START PROVIDED DATA

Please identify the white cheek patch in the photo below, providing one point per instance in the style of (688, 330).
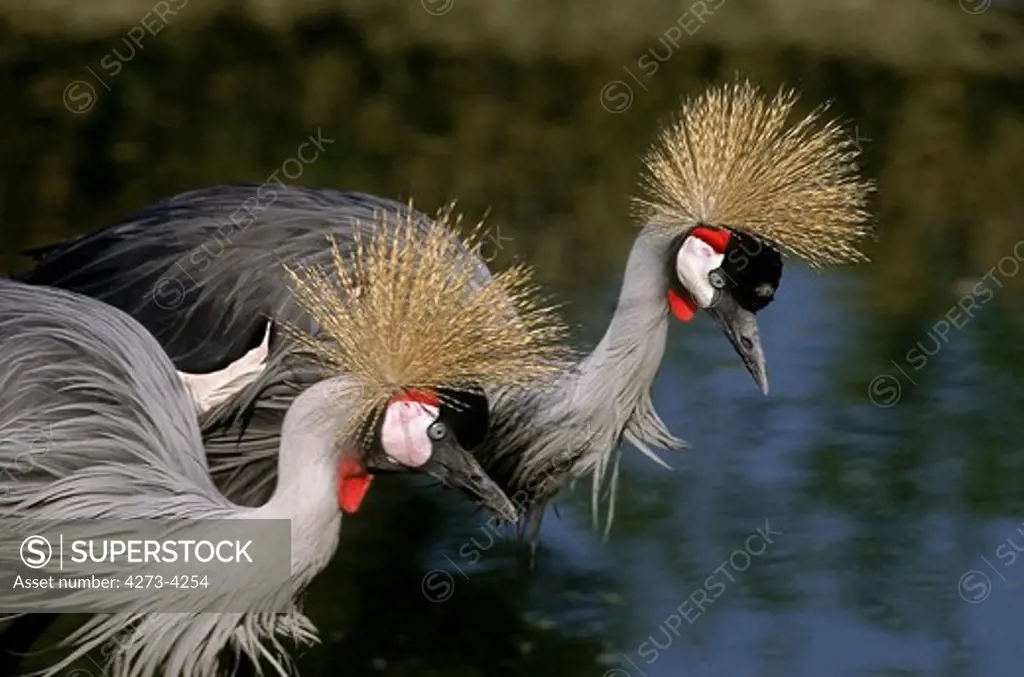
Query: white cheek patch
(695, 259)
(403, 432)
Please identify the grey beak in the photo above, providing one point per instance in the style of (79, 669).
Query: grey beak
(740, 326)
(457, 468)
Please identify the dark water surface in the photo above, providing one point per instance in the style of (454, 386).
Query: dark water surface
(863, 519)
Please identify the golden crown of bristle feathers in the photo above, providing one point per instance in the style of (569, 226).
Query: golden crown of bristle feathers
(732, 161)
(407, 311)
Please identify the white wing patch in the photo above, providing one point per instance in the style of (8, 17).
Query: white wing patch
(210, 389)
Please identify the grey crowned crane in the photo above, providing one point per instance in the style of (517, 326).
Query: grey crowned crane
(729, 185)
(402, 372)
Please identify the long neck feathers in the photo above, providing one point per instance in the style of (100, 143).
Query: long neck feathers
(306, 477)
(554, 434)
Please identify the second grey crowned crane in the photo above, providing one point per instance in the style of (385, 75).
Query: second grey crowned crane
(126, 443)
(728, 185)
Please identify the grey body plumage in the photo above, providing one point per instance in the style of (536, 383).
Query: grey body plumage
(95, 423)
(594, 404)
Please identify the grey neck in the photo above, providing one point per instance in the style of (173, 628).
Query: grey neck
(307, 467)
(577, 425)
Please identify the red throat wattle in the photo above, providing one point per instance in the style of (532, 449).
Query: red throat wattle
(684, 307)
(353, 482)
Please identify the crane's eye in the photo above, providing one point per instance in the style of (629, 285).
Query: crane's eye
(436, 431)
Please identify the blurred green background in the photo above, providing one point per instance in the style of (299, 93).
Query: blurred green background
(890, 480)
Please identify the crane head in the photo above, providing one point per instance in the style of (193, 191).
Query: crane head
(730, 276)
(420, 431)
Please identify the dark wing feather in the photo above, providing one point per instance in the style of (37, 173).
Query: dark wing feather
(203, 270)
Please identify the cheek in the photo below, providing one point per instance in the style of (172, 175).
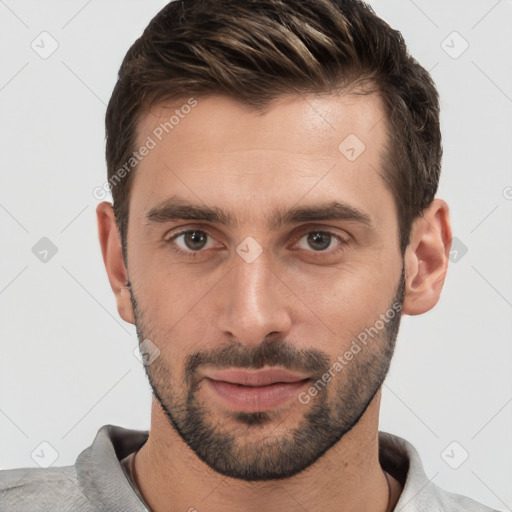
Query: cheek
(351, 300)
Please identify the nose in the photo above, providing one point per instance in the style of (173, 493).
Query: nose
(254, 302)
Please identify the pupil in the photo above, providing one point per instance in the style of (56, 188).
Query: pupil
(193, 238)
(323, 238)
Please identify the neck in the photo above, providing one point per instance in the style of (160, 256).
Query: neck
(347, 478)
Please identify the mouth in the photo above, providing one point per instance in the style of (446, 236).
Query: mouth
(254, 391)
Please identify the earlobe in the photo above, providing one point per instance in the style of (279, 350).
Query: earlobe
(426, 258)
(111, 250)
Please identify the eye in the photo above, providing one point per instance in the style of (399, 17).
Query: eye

END PROVIDED DATA

_PROBLEM TO WORK ON_: Go over the entries above and say how many lines hold the string "below", with no other text.

_ANSWER TO THIS PROBLEM_: 2